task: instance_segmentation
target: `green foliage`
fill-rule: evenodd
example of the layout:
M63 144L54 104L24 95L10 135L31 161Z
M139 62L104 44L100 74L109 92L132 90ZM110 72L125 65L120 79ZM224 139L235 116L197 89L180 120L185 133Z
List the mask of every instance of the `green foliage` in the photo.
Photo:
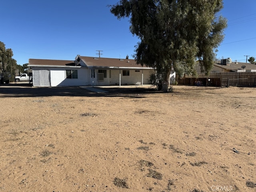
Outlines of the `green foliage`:
M164 78L172 65L178 75L195 74L197 59L206 74L212 68L227 26L218 14L222 0L121 0L110 6L118 19L130 18L130 30L140 40L134 56L138 63Z
M17 62L13 56L12 49L6 49L4 44L0 41L0 71L6 81L12 81L15 78Z
M252 64L256 64L256 62L255 62L255 58L254 57L250 57L248 60L248 61Z

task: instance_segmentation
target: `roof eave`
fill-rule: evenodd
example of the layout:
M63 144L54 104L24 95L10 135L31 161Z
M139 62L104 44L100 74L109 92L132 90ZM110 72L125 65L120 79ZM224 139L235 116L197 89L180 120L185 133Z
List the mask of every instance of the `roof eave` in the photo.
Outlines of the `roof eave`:
M64 66L64 65L28 65L28 67L63 67L63 68L86 68L83 66Z

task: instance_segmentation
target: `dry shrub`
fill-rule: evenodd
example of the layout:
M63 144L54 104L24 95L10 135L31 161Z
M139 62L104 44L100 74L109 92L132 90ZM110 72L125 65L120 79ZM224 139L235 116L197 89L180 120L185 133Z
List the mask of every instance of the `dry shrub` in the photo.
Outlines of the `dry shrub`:
M194 163L190 163L190 165L192 166L198 166L200 167L202 165L203 165L204 164L207 164L207 162L205 161L200 161L199 162L195 162Z
M118 187L121 187L122 188L126 188L128 189L129 187L126 183L126 178L124 178L123 179L120 179L117 177L115 178L114 179L114 184L118 186Z
M149 171L149 173L146 175L147 177L162 180L163 176L161 173L152 169L149 169L148 170Z

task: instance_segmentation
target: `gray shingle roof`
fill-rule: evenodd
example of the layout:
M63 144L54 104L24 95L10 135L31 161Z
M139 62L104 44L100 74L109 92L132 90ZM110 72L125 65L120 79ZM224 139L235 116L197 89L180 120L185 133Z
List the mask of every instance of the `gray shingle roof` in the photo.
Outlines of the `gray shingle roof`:
M81 60L79 66L90 68L106 68L149 69L151 68L138 64L134 59L120 59L111 58L95 58L78 56ZM30 59L28 66L75 66L74 61Z

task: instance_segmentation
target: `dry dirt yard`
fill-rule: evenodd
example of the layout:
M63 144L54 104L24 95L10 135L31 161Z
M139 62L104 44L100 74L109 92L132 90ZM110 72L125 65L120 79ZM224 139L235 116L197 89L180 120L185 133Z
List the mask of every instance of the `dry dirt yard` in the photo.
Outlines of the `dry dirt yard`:
M256 191L256 88L18 86L0 86L0 191Z

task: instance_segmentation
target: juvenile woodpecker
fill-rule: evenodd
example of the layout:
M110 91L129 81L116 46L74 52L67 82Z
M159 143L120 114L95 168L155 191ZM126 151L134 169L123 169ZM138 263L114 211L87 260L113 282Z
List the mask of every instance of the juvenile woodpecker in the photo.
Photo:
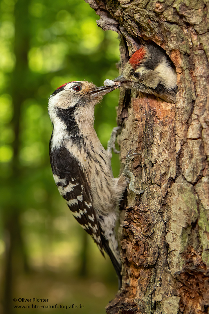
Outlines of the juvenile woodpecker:
M113 81L142 93L152 94L167 102L175 103L176 79L174 66L164 51L148 45L133 54L122 75Z
M112 153L104 148L94 128L95 105L118 87L97 87L86 81L67 83L50 96L48 110L53 127L51 165L60 193L102 254L104 250L109 255L120 278L115 227L126 177L113 177Z

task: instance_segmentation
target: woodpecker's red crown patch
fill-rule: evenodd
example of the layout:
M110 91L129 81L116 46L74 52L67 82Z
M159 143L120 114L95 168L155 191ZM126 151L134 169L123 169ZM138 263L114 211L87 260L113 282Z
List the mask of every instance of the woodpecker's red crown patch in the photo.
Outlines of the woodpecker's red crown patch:
M145 54L146 51L144 49L144 47L140 48L131 56L129 60L129 63L133 68L136 68L137 65L139 64Z

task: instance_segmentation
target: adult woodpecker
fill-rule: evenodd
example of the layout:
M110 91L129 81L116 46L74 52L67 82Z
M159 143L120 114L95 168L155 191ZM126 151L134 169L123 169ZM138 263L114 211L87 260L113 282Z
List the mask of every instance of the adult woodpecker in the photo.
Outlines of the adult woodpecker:
M51 165L60 193L102 254L104 250L109 255L120 279L115 227L126 178L123 174L114 178L111 150L105 149L94 128L95 105L119 85L67 83L50 96L48 111L53 124Z
M170 103L175 103L178 91L174 66L160 47L146 45L138 50L126 64L116 84L152 94ZM106 80L104 84L113 85Z

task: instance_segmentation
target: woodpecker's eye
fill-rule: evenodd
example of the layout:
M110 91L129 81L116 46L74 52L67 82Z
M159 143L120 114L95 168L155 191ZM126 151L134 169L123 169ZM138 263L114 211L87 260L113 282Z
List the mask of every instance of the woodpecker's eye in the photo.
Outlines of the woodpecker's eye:
M136 72L136 73L134 73L133 75L135 78L139 78L141 76L141 73L138 72Z
M73 86L73 88L76 92L79 92L79 90L81 90L81 86L79 85L74 85Z

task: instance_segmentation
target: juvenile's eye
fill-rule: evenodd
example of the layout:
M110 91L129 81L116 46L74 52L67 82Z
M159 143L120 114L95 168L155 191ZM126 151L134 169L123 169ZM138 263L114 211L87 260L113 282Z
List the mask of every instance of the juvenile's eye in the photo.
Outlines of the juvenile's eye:
M139 78L141 76L141 73L138 72L136 72L136 73L134 73L133 75L135 78Z
M81 87L79 85L74 85L74 86L73 86L73 88L74 90L76 90L76 92L79 92L79 90L81 90Z

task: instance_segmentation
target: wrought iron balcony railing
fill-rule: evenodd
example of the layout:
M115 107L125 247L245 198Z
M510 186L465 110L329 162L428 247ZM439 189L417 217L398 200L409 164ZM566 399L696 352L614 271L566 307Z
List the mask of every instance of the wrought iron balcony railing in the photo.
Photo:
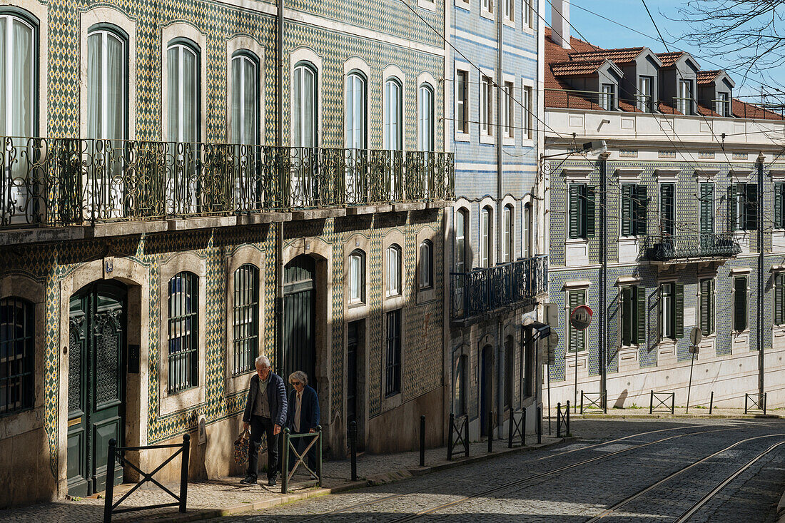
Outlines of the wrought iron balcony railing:
M641 258L650 262L731 258L740 252L741 247L731 232L651 236L641 246Z
M501 307L532 303L548 285L548 256L542 254L476 269L451 272L453 320L466 320Z
M447 199L451 153L0 137L0 226Z

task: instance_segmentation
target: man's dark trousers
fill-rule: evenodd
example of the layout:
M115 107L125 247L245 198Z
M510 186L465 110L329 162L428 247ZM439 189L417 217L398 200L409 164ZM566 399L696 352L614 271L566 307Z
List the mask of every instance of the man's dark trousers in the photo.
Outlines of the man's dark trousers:
M278 434L273 434L275 424L269 418L250 417L250 439L248 440L248 475L257 477L259 466L259 447L261 435L267 434L267 477L275 478L278 473Z

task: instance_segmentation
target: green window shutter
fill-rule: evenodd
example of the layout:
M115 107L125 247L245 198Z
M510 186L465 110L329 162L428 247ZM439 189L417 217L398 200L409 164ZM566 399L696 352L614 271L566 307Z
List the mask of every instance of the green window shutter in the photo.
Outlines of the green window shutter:
M586 228L585 230L586 238L594 237L594 192L593 187L586 186Z
M774 227L783 229L783 185L774 184Z
M676 315L674 325L676 328L675 335L677 338L685 336L685 284L676 283L675 297L674 299L674 313Z
M580 189L581 186L572 184L570 185L570 201L569 201L569 229L570 238L580 237L581 223L581 206L580 206Z
M633 235L633 189L634 185L622 185L622 236ZM636 224L637 225L637 224Z
M728 230L736 230L736 199L739 198L736 186L731 185L728 188Z
M758 185L747 184L744 199L744 226L748 231L758 229Z
M646 235L646 214L648 207L648 196L646 195L645 185L635 186L635 201L633 205L633 234L642 236Z
M635 318L637 332L635 342L643 345L646 341L646 288L636 287L635 293L637 300L637 317Z

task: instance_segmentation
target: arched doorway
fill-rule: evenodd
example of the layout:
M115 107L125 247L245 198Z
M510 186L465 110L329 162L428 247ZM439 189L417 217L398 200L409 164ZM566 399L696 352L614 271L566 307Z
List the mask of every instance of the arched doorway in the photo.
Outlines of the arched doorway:
M82 287L71 298L68 342L68 494L106 488L109 440L123 444L127 289L114 280ZM122 467L115 468L115 485Z
M294 371L308 375L316 389L316 263L301 254L283 271L283 379ZM287 384L288 385L288 384Z

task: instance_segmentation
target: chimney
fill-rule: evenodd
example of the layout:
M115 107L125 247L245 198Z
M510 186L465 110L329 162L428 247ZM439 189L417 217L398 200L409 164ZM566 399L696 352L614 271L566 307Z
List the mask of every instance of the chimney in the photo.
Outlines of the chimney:
M550 38L564 49L570 46L570 0L552 0Z

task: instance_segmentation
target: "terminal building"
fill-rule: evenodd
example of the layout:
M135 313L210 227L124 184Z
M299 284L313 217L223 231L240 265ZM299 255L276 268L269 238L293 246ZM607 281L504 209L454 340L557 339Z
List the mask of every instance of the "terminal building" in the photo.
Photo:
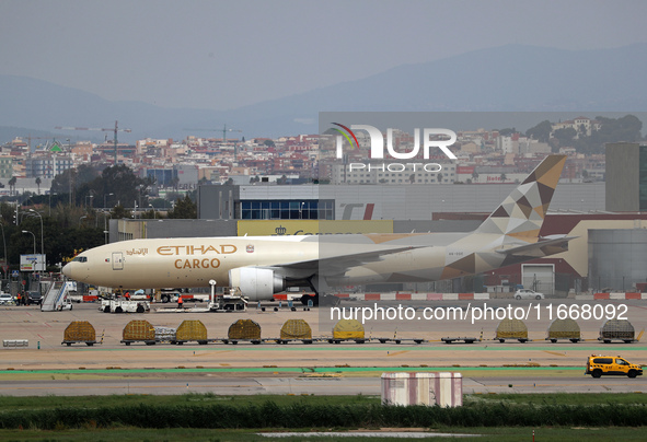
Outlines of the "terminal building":
M615 168L626 163L626 150L633 155L633 172L621 174ZM640 211L647 207L647 193L640 193L640 186L647 186L647 166L643 166L647 164L647 147L610 144L608 152L606 183L563 182L553 196L541 234L576 236L569 242L568 252L487 275L358 290L508 292L521 284L548 296L565 296L573 291L637 290L647 282L647 211ZM616 162L614 154L620 156ZM517 184L199 186L197 220L112 220L111 241L469 232L516 187Z

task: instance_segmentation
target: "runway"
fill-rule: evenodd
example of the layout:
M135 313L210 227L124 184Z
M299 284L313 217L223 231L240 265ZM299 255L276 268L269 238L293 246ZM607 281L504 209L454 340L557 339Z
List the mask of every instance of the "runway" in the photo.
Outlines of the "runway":
M505 304L508 301L499 301ZM563 300L561 302L576 301ZM459 302L460 303L460 302ZM517 302L523 305L522 302ZM580 303L581 304L581 303ZM627 301L628 316L636 334L647 325L640 301ZM465 303L465 305L467 305ZM372 330L367 344L327 342L302 345L224 344L146 346L119 342L131 319L177 327L184 319L199 319L209 337L226 337L230 324L251 318L263 327L263 337L278 337L289 318L303 318L317 333L321 312L250 310L235 314L106 314L96 304L74 304L73 311L44 313L37 307L0 309L2 339L28 339L27 348L0 348L0 394L90 395L90 394L367 394L380 393L383 371L460 371L464 393L550 392L646 392L638 377L584 375L591 353L622 354L631 362L647 364L644 342L605 345L596 340L600 322L580 321L582 342L544 340L550 321L529 319L531 341L494 340L496 321L471 325L464 322L426 324L412 330ZM72 321L89 321L103 345L61 346L63 330ZM380 344L374 338L424 337L417 345L403 341ZM442 336L483 336L475 344L440 342ZM319 377L313 377L319 376ZM340 376L340 377L321 377Z
M464 394L490 393L647 393L647 379L603 377L481 377L463 379ZM96 379L0 381L4 396L102 396L102 395L380 395L380 377L257 377L180 376L173 379Z

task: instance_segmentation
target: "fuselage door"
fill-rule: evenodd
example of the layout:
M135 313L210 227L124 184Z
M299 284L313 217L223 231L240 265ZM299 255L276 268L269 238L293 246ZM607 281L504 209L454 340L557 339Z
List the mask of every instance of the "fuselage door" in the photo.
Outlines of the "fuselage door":
M113 252L113 270L124 270L124 254Z

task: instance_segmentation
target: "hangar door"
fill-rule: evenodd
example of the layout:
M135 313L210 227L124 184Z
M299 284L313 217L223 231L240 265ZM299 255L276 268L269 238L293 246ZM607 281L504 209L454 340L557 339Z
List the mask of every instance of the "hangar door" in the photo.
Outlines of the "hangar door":
M524 289L551 295L555 293L555 266L553 264L522 264L521 283Z

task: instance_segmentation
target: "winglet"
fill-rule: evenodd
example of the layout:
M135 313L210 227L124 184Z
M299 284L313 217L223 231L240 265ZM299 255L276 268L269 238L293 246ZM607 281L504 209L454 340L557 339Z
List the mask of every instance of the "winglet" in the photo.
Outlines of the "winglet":
M476 231L536 242L565 162L566 155L546 156Z

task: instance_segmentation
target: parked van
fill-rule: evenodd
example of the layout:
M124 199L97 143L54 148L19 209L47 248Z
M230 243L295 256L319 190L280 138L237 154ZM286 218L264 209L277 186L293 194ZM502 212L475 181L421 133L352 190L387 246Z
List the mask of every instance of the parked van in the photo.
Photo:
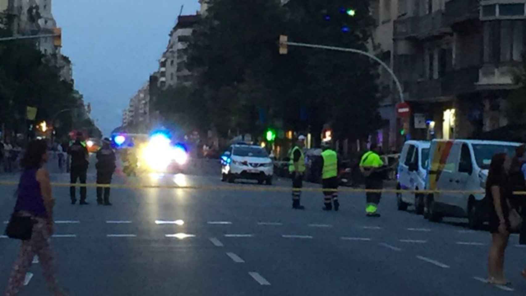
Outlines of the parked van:
M428 141L408 141L404 144L398 162L397 189L418 190L426 188L430 145ZM397 193L397 205L400 211L414 205L415 212L421 215L424 210L424 195Z
M429 190L483 191L491 158L498 153L510 157L520 144L478 140L433 140L426 187ZM487 220L484 194L442 192L425 199L424 217L434 221L443 217L468 217L477 228Z

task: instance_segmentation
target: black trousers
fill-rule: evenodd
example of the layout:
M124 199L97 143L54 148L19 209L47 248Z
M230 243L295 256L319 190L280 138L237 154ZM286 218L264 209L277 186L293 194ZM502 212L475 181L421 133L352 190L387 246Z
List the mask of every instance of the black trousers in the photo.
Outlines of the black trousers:
M73 167L69 171L70 181L72 184L77 183L77 180L79 179L81 184L86 184L86 175L88 170L84 168ZM71 197L72 201L76 201L77 197L75 196L75 187L69 187L69 195ZM80 187L80 201L86 200L86 187Z
M292 180L292 189L299 189L303 187L303 175L299 174L296 176L296 172L292 172L290 177ZM299 200L301 197L301 191L292 190L292 200Z
M112 183L112 173L97 172L97 184L110 184ZM109 202L109 187L97 187L97 202L102 203L103 191L104 192L104 202Z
== == ==
Select every line in the records above that contains the string "arched", treating uppercase and lowercase letters as different.

target: arched doorway
List the mask of every instance of the arched doorway in the photo.
Outlines of the arched doorway:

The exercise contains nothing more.